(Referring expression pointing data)

────────────────────

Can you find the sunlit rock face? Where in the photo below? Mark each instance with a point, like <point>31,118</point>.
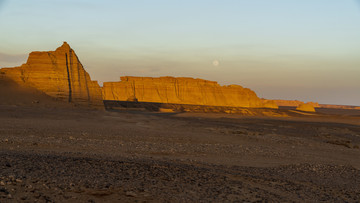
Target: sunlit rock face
<point>59,74</point>
<point>181,91</point>
<point>306,107</point>
<point>294,103</point>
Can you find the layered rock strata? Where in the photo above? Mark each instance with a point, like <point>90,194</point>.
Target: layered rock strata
<point>58,74</point>
<point>306,107</point>
<point>182,91</point>
<point>293,103</point>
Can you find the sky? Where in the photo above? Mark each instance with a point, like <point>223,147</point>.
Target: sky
<point>307,50</point>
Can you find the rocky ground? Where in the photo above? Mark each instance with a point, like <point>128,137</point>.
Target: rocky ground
<point>77,155</point>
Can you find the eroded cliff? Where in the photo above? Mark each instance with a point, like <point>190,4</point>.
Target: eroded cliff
<point>58,74</point>
<point>181,91</point>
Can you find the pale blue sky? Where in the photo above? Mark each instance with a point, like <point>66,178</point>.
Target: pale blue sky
<point>289,49</point>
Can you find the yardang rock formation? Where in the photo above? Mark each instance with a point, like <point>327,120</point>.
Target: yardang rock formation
<point>59,74</point>
<point>182,91</point>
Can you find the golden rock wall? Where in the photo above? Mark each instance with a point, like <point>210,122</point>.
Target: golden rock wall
<point>181,91</point>
<point>59,74</point>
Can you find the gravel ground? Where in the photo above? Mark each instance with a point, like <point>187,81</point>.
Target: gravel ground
<point>73,155</point>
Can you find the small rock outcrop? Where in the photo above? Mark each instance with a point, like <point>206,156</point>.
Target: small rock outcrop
<point>293,103</point>
<point>181,91</point>
<point>58,74</point>
<point>308,107</point>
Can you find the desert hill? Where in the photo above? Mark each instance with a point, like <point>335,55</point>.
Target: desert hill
<point>58,74</point>
<point>182,91</point>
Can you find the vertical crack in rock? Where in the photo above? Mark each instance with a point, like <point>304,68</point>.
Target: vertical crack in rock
<point>69,79</point>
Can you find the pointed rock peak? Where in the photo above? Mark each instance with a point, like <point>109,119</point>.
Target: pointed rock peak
<point>64,47</point>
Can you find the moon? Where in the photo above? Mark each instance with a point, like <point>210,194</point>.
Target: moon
<point>216,63</point>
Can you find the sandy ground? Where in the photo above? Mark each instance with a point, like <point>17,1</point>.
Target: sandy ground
<point>76,155</point>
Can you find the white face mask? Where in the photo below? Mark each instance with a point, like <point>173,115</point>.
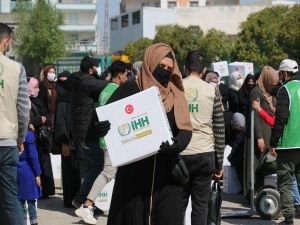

────────────────────

**TASK OBJECTIVE:** The lines to copy are those above that contain the string "below".

**SOLUTION TO THIS PROBLEM:**
Can you find the sunlit rock face? Where in the photo below? Mark each instance with a point, like <point>31,118</point>.
Can you find the white face mask? Where in the photo below? Mark each instance with a point, like <point>173,115</point>.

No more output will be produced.